Records from a dataset
__________

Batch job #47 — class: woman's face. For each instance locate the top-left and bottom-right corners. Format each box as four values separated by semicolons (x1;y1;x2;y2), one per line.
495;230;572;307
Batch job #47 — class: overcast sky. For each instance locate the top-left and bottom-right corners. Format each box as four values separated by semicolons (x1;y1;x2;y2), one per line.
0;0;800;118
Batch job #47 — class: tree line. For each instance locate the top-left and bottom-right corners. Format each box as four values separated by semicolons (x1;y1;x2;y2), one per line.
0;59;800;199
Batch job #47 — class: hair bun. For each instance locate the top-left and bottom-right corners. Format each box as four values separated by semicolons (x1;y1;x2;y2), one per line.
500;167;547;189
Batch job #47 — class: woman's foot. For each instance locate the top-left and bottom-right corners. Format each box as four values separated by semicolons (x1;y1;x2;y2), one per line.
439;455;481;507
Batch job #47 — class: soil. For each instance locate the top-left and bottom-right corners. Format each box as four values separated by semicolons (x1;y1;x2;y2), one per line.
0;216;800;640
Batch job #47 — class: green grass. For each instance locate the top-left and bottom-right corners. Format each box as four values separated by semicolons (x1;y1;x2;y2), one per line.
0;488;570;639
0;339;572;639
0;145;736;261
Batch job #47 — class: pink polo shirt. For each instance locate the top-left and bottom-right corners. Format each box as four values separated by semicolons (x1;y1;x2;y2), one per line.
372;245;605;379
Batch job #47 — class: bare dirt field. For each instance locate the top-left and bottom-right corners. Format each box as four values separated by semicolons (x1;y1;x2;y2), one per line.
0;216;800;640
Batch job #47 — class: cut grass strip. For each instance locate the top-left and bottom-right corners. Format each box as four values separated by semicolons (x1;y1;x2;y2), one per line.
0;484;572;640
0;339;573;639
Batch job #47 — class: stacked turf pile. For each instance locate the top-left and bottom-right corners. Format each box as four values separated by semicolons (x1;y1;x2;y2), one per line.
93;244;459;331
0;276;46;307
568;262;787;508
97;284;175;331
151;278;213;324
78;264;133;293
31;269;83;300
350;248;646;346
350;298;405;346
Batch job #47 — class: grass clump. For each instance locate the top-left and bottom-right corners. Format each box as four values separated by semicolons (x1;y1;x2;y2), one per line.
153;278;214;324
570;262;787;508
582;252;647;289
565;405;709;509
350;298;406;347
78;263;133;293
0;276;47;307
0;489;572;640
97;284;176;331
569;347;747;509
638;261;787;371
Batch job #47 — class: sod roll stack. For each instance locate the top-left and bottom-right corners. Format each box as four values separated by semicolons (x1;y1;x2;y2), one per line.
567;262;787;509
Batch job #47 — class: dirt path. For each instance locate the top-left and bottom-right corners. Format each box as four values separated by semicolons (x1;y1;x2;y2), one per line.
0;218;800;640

__________

● **Short problem**
Please rewrite the items from the line containing "Batch job #47 — class: hair" through the line containing "0;145;736;261", keeping each item's wording unchanged and scaling every bounding-box coordinate in the answers by 2.05. Round each result to a whole number, with halves rounded up.

● **Complete output**
Batch job #47 — class: hair bun. For each instance locate the top-left and bottom-right corners. Format each box as four values separated by semicolons (x1;y1;x2;y2), one per line.
1025;342;1121;387
Batch job #47 — class: woman's foot. For each instance locate the top-left and bottom-right corners. Format each box as four values separated by semicolons (x1;y1;x2;y2), one per line.
900;933;986;1039
Batch job #47 — class: soil. For each instance locate the top-left and bottom-right corners. Format each box as four values separated by semicolons (x1;y1;x2;y2), one per line.
0;443;1640;1312
Batch job #47 — class: green grass. For each instance locate the top-left and bottom-right corners. Format each box as four values separated by semicolons (x1;y1;x2;y2), one per line.
0;1000;1169;1310
0;695;1173;1310
0;297;1509;535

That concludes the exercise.